▶ **Trecho do texto**:
Os fãs da animação estão muitos
gratos a Netflix. Após anos de dificuldades, de falta de acesso, o catálogo do
Studio Ghibli desembarcou na gigante do streaming. Nos últimos dois meses a
companhia tem lançado gradualmente os seus principais títulos. Muitos já possuíam
crítica aqui no Cinemaniac. Alguns outros não. Aproveitando a chegada da
segunda “leva” de produções da preciosa companhia de produções nipônicas, neste
Cinco Filmes escrevo sobre O Castelo do Céu, Meu Vizinho Totoro, O Serviço de
Entregas de Kiki, Porco Rosso e Memórias de Ontem.
- O Castelo no Céu (1986)

▶ **Tarefas**:
A - Cite o texto sobre o Studio Ghibli na Netflix começando em "Os fãs da animação" e seguindo até "no Céu (1986)".
B - Responda com base no texto sobre o Studio Ghibli na Netflix:
(i) Há quanto tempo os principais títulos vêm sendo lançados gradualmente?
(ii) Em que lugar muitos desses títulos já tinham crítica?
(iii) Qual é o último filme citado na lista de cinco?
C - Prossiga com o texto sobre os filmes do Studio Ghibli na Netflix a partir do ponto em que ele para.
As linhas que vêm depois formam um material à parte, sem ligação com o texto.

▶ **Informações exibidas**:

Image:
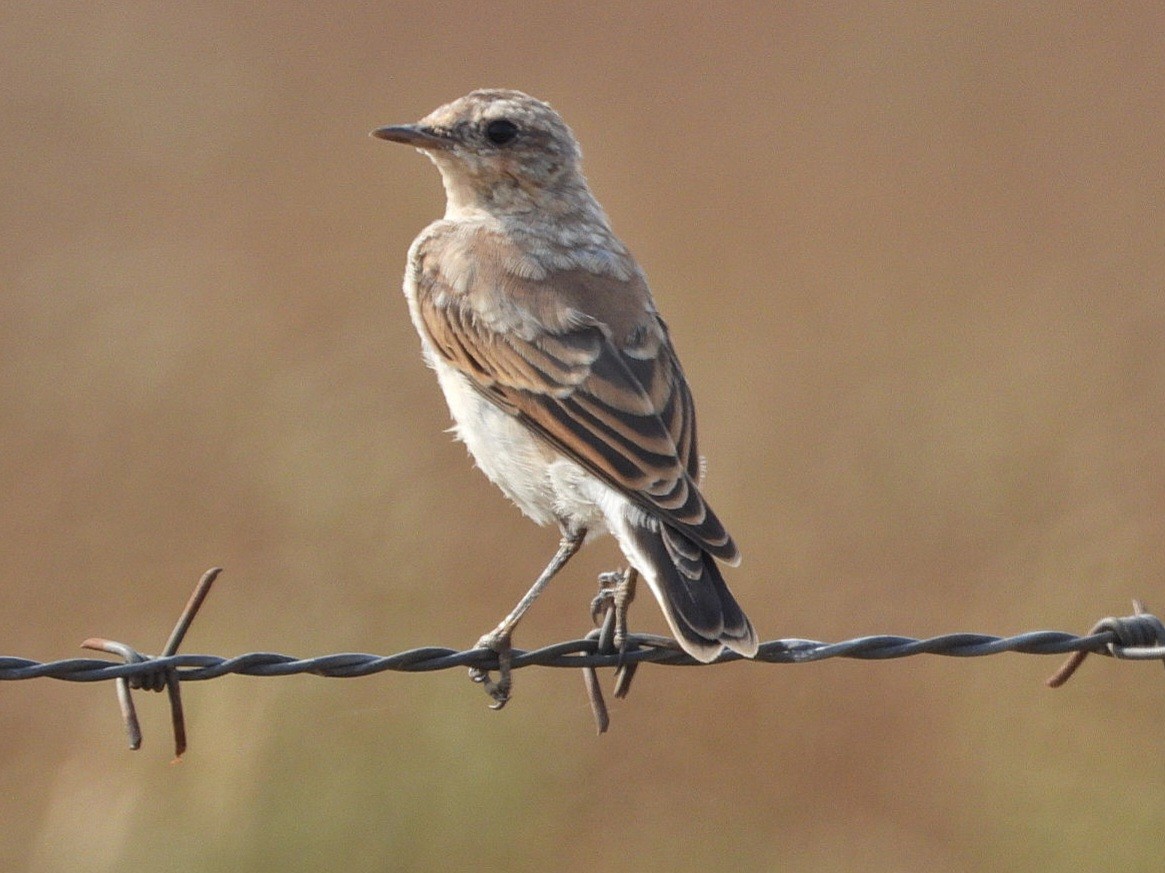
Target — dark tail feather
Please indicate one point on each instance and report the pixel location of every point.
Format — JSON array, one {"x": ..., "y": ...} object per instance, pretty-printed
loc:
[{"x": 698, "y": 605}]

--

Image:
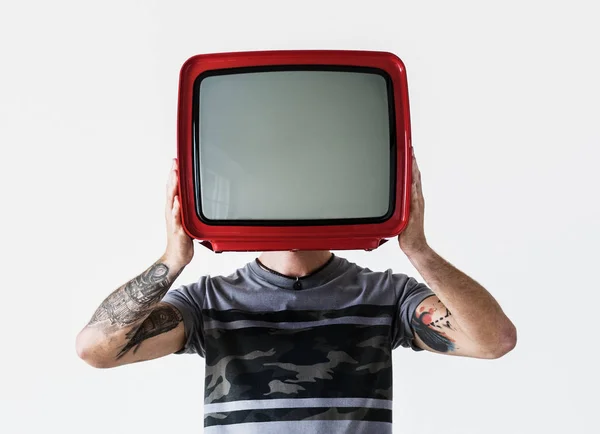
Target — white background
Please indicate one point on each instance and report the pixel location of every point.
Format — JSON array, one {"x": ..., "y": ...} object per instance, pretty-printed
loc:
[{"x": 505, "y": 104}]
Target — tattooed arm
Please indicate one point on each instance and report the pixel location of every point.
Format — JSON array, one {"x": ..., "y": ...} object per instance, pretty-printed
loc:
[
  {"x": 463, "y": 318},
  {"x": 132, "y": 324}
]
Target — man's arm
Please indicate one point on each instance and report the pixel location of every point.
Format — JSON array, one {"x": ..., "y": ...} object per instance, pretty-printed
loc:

* * *

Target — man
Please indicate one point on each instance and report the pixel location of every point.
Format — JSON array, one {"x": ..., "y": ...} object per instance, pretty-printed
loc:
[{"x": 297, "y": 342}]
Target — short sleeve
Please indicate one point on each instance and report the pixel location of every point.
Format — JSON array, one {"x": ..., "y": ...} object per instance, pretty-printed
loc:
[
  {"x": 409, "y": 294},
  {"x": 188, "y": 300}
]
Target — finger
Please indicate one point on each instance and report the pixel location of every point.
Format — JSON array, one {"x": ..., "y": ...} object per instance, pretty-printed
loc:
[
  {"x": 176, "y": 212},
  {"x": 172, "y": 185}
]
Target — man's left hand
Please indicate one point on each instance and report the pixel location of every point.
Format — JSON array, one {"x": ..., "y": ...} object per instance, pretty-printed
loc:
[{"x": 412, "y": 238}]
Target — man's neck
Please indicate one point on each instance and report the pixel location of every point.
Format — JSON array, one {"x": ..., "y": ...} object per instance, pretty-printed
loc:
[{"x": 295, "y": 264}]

▶ **Respostas escritas**:
A -
Os fãs da animação estão muitos
gratos a Netflix. Após anos de dificuldades, de falta de acesso, o catálogo do
Studio Ghibli desembarcou na gigante do streaming. Nos últimos dois meses a
companhia tem lançado gradualmente os seus principais títulos. Muitos já possuíam
crítica aqui no Cinemaniac. Alguns outros não. Aproveitando a chegada da
segunda “leva” de produções da preciosa companhia de produções nipônicas, neste
Cinco Filmes escrevo sobre O Castelo do Céu, Meu Vizinho Totoro, O Serviço de
Entregas de Kiki, Porco Rosso e Memórias de Ontem.
- O Castelo no Céu (1986)

B -
(i) Nos últimos dois meses.
(ii) No Cinemaniac.
(iii) Memórias de Ontem.

C -
O cinema de Hayao Miyazaki me
fascina de diversas formas. Os seus traços são expressivos. A construção de
mundo das suas obras é rica e criativa. Os seus personagens são tão
carismáticos e profundos que é impossível não se afeiçoar por eles. O vigor
visual dos seus longas é inigualável. O que mais me encanta nos trabalhos do
mestre da animação nipônica, no entanto, é a sua capacidade de preencher as
suas geralmente lúdicas produções com temas reais. Ele faz do subtexto a alma
do seu negócio. Algo que fica bem claro quando vemos O Castelo no Céu. No
papel, estamos diante de uma clássica jornada do herói. Sheeta é a menina
“escolhida”. Ela tem o poder de fazer a diferença. Ao longo do seu arco de
descobertas junto do corajoso Pazu, um jovem minerador empolgado com a
oportunidade de encontrar um reino perdido, Sheeta encontra a sua real força, a
sua real missão. Nada, a priori, de muito novo. Por mais que, em 1986, fosse
quase impossível ver um título do gênero protagonizado por uma mulher (e com
consciência da responsabilidade em torno disso), O Castelo no Céu poderia ser
facilmente tratado como uma aventura escapista. A ação é por si só empolgante.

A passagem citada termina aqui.